(Problem details):
Will you give every entry again exactly as it stands?
◇ ◇ ◇ ◇ ◇
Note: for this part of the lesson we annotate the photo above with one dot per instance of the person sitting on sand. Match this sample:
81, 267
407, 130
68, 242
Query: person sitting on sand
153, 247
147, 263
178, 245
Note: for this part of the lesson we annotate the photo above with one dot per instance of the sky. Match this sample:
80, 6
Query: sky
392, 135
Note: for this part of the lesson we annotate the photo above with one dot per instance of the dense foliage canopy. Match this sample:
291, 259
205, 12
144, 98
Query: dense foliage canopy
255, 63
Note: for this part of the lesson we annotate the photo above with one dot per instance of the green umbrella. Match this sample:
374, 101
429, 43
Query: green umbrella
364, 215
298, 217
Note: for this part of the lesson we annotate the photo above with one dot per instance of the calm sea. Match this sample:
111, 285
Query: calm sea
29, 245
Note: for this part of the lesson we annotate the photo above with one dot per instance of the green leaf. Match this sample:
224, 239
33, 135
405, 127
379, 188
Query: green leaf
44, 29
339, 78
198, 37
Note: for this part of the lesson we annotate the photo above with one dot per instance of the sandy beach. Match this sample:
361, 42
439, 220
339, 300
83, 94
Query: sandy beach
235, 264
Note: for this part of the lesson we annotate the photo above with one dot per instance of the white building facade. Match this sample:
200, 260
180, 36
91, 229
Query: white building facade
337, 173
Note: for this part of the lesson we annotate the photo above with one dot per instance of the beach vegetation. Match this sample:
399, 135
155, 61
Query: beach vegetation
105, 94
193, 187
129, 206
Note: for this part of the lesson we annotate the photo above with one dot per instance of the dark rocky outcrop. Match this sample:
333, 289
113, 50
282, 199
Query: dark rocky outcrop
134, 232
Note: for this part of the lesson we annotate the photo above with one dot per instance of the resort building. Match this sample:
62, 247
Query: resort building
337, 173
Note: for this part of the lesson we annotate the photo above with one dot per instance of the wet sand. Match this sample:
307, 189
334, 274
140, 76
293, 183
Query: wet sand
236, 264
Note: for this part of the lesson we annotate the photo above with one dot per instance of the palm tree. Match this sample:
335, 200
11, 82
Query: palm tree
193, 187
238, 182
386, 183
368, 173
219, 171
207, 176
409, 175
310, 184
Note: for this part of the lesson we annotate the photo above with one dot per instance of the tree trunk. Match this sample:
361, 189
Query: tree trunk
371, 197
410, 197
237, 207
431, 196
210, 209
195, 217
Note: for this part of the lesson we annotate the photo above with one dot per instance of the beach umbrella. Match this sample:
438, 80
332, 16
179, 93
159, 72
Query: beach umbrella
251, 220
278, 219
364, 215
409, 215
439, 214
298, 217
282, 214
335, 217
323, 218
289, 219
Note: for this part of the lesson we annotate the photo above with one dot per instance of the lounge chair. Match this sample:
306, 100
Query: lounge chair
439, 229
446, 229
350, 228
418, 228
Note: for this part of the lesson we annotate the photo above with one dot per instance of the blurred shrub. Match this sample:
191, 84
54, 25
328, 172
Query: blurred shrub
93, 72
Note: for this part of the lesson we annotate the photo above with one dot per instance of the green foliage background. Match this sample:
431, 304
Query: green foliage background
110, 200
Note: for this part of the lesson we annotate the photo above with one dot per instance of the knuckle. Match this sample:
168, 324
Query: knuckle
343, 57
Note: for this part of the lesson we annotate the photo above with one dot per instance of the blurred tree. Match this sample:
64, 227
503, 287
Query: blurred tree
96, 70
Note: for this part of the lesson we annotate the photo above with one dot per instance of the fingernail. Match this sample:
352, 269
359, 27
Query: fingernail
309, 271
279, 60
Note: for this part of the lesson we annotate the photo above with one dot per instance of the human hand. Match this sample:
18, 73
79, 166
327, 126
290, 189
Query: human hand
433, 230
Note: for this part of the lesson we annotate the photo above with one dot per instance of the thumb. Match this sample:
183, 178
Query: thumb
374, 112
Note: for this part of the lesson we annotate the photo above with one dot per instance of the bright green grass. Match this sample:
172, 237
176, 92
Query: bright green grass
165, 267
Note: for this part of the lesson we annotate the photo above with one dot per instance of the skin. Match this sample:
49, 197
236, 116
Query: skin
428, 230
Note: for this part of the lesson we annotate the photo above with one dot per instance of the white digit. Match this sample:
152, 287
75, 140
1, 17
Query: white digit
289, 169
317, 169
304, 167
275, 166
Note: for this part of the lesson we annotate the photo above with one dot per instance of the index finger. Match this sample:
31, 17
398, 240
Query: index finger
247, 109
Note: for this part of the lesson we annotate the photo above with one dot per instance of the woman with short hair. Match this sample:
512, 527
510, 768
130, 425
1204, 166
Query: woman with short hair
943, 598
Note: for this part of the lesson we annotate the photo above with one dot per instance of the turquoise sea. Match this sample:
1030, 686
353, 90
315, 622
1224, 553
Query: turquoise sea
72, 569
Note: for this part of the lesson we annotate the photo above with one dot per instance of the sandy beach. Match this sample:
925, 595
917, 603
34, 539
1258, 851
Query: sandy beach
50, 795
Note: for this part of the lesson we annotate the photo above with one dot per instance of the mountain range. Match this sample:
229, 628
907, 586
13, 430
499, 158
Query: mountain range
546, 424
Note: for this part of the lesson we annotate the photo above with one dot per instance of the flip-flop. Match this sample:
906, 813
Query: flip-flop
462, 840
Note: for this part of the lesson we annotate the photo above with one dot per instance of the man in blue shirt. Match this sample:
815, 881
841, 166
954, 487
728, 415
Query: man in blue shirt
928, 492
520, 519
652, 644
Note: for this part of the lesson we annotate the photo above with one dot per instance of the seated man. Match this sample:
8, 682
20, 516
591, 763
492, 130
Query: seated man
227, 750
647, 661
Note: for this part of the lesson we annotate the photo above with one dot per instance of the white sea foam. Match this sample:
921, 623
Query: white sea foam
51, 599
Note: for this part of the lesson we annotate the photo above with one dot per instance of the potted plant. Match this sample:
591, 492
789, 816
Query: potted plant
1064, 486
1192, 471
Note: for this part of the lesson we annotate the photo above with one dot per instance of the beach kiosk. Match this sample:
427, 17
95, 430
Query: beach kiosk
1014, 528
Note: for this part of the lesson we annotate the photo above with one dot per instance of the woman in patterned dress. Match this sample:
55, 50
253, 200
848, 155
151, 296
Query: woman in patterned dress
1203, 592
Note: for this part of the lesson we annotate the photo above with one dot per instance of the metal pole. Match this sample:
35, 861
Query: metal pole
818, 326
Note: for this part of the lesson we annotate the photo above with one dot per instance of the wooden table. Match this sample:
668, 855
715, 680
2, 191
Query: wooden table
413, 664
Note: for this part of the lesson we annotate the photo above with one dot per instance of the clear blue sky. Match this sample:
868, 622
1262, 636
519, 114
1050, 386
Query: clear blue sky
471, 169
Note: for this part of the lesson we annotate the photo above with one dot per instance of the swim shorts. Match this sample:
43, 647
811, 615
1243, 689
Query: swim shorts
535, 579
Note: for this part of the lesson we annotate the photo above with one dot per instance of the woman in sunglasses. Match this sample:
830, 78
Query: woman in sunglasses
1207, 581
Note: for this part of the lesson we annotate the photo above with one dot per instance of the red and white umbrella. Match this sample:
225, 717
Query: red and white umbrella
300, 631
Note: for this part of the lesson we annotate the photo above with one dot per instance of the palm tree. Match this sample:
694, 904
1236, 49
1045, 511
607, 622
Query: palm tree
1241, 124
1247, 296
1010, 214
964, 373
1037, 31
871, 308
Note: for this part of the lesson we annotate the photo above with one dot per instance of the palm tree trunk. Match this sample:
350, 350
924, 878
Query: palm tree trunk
◇ ◇ ◇ ◇ ◇
(Complete answer):
Note: for this part of the lesson we annotate the photo above with one dot per instance of the person sitting on sand. Match this sample:
81, 267
407, 130
68, 242
Query: person sitting on sand
153, 247
147, 263
178, 245
Note: for this part of the lesson we annotate the photo above with one dot per instance of the sky. Match this sample:
80, 6
Query: sky
392, 135
Note: for this part of the lesson we annotate the photo above with one dot per instance of the dense foliage canopy. Match this sample:
291, 259
205, 12
144, 98
Query: dense foliage canopy
255, 63
Note: for this part of the lesson we annotate the photo above with one dot per instance of the green umbrella. Match this sample:
374, 101
429, 43
Query: green umbrella
364, 215
298, 217
Note: for this part of the lesson we annotate the photo above with one dot per instance of the calm sea. Match this sample:
111, 285
Query: calm sea
29, 245
Note: for this part of the lesson we annotate the photo above with one dot per instance of the green leaf. Match this sample:
224, 239
33, 135
405, 127
379, 188
Query: green leaf
44, 29
339, 78
198, 37
Note: for this part of the lesson we annotate the photo above with one dot per instance of the sandy beach. Match this sample:
361, 42
439, 220
339, 300
83, 94
Query: sandy beach
235, 264
Note: for this part of the lesson we annotate the photo above with one dot per instance of the white building facade. Match this sample:
200, 260
180, 36
91, 229
Query: white building facade
337, 173
Note: for this part of the lesson we annotate the photo above with one dot per instance of the beach vegetation. Match this sample:
399, 135
155, 61
Query: beach vegetation
105, 94
193, 187
129, 206
Note: for this part of the lesson we annotate the photo above with one dot per instance of the dark rocky outcrop. Match this sample:
333, 289
113, 50
282, 199
Query: dark rocky outcrop
134, 232
Note: for this part of the lesson we annotate the photo above with one dot per instance of the resort building. Match this sample:
62, 247
Query: resort building
337, 173
Note: for this part of the lesson we annotate the photo above with one dot per instance of the wet sand. Match this sample:
307, 189
334, 274
140, 76
293, 183
Query: wet sand
236, 264
Note: for this part of the lesson we annotate the photo above with one dot per instance of the palm tree. Match this sample:
335, 200
11, 82
Query: palm tree
193, 187
238, 182
386, 183
368, 173
219, 171
207, 176
409, 175
310, 184
Note: for this part of the lesson we annotate the photo above with one dot per instance of the tree trunk. Match this sample:
361, 189
Query: tree trunk
371, 197
410, 197
237, 207
431, 196
210, 209
195, 217
Note: for this part of the lesson we annotate the photo above with one dot per instance of the beach umbrella. Match this sample:
438, 80
332, 16
179, 93
159, 72
Query: beach umbrella
251, 220
278, 219
364, 215
409, 215
439, 214
298, 217
282, 214
335, 217
323, 218
289, 219
Note: for this part of the lesson we annotate the photo above with one dot per instance of the lounge chair. Match this sample:
306, 100
Query: lounge chair
439, 229
446, 229
350, 228
418, 228
Note: for this part of the lesson we annotate the photo above with one dot per instance of the blurred shrub. Match this sample:
191, 84
54, 25
328, 172
Query: blurred shrub
93, 72
Note: for this part of the lesson we annotate the photo above with one dot per instance of the green foliage background. Match this sample:
431, 304
Query: green foliage background
110, 200
Note: for this part of the lesson we annotate the photo above with one dot per instance of the knuckle. Match this sample:
168, 324
Query: knuckle
343, 57
Note: for this part of the lesson we annotate the photo above with one dot per instance of the blurred tree. Match this sample:
64, 227
503, 287
Query: blurred tree
96, 70
Note: for this part of the lesson we annotate the photo above with one dot per instance of the fingernail. Match this sample:
352, 269
359, 27
Query: fingernail
309, 271
279, 60
Note: for this part of the lesson we annotate the photo above with one dot per instance of the human hand. Match this sample:
18, 73
79, 166
327, 126
290, 189
Query: human hand
433, 230
Note: for this part of the lesson we annotate the photo above with one dot per instance of the thumb. Match this sample:
183, 178
Query: thumb
374, 112
Note: for this part of the lesson we annotate the photo above with one dot per instance of the bright green grass. Match this sample:
172, 237
176, 92
Query: bright green grass
165, 267
Note: for this part of the lesson we annotate the photo above with one dot per instance of the skin. Match this sample:
49, 197
236, 116
Query: skin
428, 230
Note: for this part of the lesson we annotate the photo above with one dot per instance of the white digit. Match this sample:
152, 287
75, 140
1, 17
Query: white digit
289, 169
317, 169
304, 167
275, 166
Note: for this part of the lesson we annotate the photo above with one dot per instance of the index finger. Match this sample:
31, 17
398, 240
Query: index finger
247, 109
Note: for this part of the lesson we annotate the photo above with one dot per instance of the woman with short hair. Match this sample:
512, 527
510, 768
130, 425
1204, 166
Query: woman with short hair
943, 598
Note: for this part of the lesson we annotate the photo above with one dot per instance of the turquoise sea. Match this sample:
1030, 686
353, 90
315, 622
1224, 553
Query: turquoise sea
72, 569
Note: for this part of the lesson we annotate the photo above with one dot per instance of the sandy beach. Match this sample:
925, 595
917, 603
34, 539
1258, 851
Query: sandy beach
50, 795
Note: for this part of the lesson we annotate the photo above with one dot per instance of the mountain range. Match this sample:
229, 628
907, 586
13, 430
499, 158
Query: mountain range
546, 424
Note: for this part of the lesson we annotate the photo above with one dot per instance of the flip-flop. Match this sample:
906, 813
Query: flip-flop
462, 840
Note: for this part of the lesson we annotate the photo above with one dot per instance of the man in blue shirt. Match this sample:
815, 881
841, 166
954, 487
728, 415
Query: man in blue shirt
928, 492
520, 519
652, 644
Note: for this part of the lesson we annotate the photo above with one dot per instance of the seated man. Match this sample:
8, 682
20, 516
591, 763
492, 130
Query: seated man
227, 750
647, 661
Note: for this part of the lesson we annotate the photo above with one dot per instance of the white sea foam. Match this sample:
921, 623
Query: white sea foam
51, 599
Note: for this part of the lesson we annotate the photo above with one dot per instance of the potted plant. Match this sample:
591, 492
789, 816
Query: potted plant
1064, 486
1192, 471
Note: for this part of the lesson we annotate the photo above with one dot per instance of the beach kiosk. Match this sample:
427, 17
95, 430
Query: beach kiosk
1014, 528
Note: for this part of the lesson we annotate the photo above with one dot per instance of the woman in patterned dress. Match this sample:
55, 50
253, 200
848, 155
151, 296
Query: woman in patterned dress
1203, 592
Note: for this part of the lesson we annotate the photo above with one dot per instance of the metal pole. Match this sample:
35, 861
Query: metal pole
818, 326
Note: for this part of the lesson we annotate the photo above with one dot per instance of the wooden table. Match this sample:
668, 855
715, 680
2, 191
Query: wooden table
413, 664
Note: for this part of the lesson we annotate the photo above with one dot per instance of the clear blue sky. Match this sample:
868, 622
1262, 636
519, 114
1050, 386
Query: clear blue sky
471, 169
Note: for this part of the lesson we annotate the photo above with one dot per instance of the swim shorts. Match this sample:
43, 647
811, 615
1243, 689
Query: swim shorts
535, 579
Note: for this part of the lesson we annotate the photo above with one dot per instance of the woman in sunglasses. Match this sample:
830, 78
Query: woman in sunglasses
1207, 581
Note: for this part of the lesson we annotate the photo above with one dot per instance of the red and white umbrella. Match this sample:
225, 717
Query: red and white umbrella
300, 631
Note: for this part of the lesson we annotate the photo above with one dot per instance of the palm tree. Match this sample:
694, 904
1236, 49
1045, 511
607, 622
Query: palm tree
1241, 124
1247, 296
1010, 214
964, 373
1037, 31
871, 308
Note: for this part of the lesson we annotate the photo above with one dot per instance of the palm tree trunk. Match this sample:
350, 350
924, 878
Query: palm tree trunk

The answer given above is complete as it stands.